Tâches à réaliser:
A – Résumez en deux phrases le texte sur la mort de Jacquier.
B – Donnez la suite du texte sur la mort de Jacquier, en reprenant après sa dernière phrase.

Texte à lire:
+++
Cet évènement survient alors que la France—avec la Turquie, les Etats-Unis et d’autres puissances occidentales—intervient pour épauler les forces rebelles dans une guerre civile qui s’est développée à partir des manifestations syriennes de mars 2011, inspirées par les révolutions tunisienne et égyptienne. Suivant le modèle de la guerre de l’OTAN contre le régime de Kadhafi en Libye en 2011, ces puissances veulent mettre en place un régime fantoche à Damas, et ensuite éventuellement en Iran, allié de la Syrie.
C’est dans ce contexte politique qu’il faut considérer les affirmations de la presse française, suggérant que le régime syrien serait complice de la mort de Jacquier.
Libération cite les déclarations de Rémy Pflimlin, président de France Télévisions, qui soutient implicitement la thèse d’une attaque commanditée par le régime : « Nos confrères étaient sur place avec toutes les autorisations, des visas officiels et normalement une protection qui, brusquement, s'est retirée au moment des frappes. Il y a donc là des questions que nous nous posons ».
Citant « une source proche du président français », le quotidien Le Figaro affirme : « Les responsables syriens étaient seuls à savoir qu'un groupe de journalistes occidentaux visitait Homs ce jour-là, et dans quel quartier il se trouvait ».
Un article de Philippe Gelie paru dans le Figaro raconte que le jour de l’assassinat, Jacquier s'était plaint le matin même d'être otage d'une « opération de propagande », après avoir été empêché de filmer dans certaines rues de Damas.
La manifestation pro-Assad à Homs avait été organisée à l’occasion de la visite des journalistes. Le Figaro explique : « Cette visite était non seulement autorisée—fait très exceptionnel—mais étroitement encadrée par le régime, cantonnée aux zones sous son contrôle total ».
+++
Données fournies:

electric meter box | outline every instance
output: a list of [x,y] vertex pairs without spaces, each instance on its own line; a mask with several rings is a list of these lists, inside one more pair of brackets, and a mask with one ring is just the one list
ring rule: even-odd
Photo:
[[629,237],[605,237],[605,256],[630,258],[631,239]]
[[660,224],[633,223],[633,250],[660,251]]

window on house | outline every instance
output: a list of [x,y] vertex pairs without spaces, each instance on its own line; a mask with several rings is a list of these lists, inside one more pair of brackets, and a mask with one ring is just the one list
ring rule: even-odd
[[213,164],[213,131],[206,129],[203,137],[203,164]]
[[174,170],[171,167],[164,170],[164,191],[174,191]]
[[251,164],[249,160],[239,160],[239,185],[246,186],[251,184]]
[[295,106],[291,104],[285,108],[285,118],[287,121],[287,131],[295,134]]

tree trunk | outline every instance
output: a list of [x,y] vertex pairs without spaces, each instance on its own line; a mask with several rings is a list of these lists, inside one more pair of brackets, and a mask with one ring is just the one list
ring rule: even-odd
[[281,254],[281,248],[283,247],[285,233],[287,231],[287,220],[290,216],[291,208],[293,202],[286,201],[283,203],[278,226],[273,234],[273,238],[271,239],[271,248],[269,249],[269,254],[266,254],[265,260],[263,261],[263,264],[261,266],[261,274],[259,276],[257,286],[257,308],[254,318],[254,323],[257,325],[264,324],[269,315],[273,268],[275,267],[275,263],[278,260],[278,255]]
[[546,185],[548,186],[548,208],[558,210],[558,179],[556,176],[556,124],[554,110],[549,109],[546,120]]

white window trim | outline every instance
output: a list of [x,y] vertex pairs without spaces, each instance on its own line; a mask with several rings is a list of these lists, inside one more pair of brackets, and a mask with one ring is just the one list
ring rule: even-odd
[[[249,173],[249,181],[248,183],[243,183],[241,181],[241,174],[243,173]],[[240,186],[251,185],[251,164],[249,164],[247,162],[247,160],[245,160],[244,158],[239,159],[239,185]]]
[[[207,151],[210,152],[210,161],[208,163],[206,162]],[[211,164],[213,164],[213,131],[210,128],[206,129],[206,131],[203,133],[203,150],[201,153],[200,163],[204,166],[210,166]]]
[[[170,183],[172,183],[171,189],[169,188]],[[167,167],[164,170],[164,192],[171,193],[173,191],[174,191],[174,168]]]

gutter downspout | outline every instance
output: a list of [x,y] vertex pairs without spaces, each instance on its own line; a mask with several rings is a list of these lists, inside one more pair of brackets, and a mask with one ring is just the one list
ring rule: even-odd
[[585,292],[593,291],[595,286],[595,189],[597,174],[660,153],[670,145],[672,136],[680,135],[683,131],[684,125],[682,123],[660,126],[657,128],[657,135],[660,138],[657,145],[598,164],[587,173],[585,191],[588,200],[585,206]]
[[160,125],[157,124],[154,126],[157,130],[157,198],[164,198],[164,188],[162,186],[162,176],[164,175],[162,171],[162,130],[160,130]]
+++
Réponses rédigées:
A – Alors que la France, la Turquie, les États-Unis et d'autres puissances occidentales soutiennent les forces rebelles dans la guerre civile syrienne, la presse française suggère que le régime syrien serait complice de la mort de Jacquier. Elle cite notamment Rémy Pflimlin, qui évoque une protection brusquement retirée au moment des frappes, et Le Figaro, selon lequel seuls les responsables syriens savaient où se trouvaient les journalistes, dont la visite à Homs était étroitement encadrée par le régime.

B –
L’affirmation selon laquelle Homs était sous contrôle « total » de Damas, encourageant ainsi le lecteur à croire que la mort de Jacquier aurait nécessité l’aval du régime, est à la fois étonnante et fausse. Homs est bien connu pour être un centre de la rébellion anti-Assad. Le quartieroù Jacquier a trouvé la mort, quartier de confession alaouite, comme le clan Assad, est de surcroit souvent ciblé par les manifestants anti-Assad, majoritairement sunnites.
Le Monde avoue ainsi que « les témoins ont évoqué des tirs soit d'obus, soit de roquettes, soit même de grenades. L'Armée syrienne libre des rebelles (ASL) est connue pour utiliser des lance-roquettes, moins des mortiers, contrairement à l'armée du régime ».
Cette révélation de la part du Monde s’ajoute à celle du journaliste Mohammed Ballout, envoyé spécial de la BBC en arabe, qui était présent aux côtés du journaliste français : « Zahira est un bastion alaouite qui a été visé plusieurs fois dans le passé par les manifestants. Dans ce quartier, il y a souvent des tirs de snipers de la part des manifestants ».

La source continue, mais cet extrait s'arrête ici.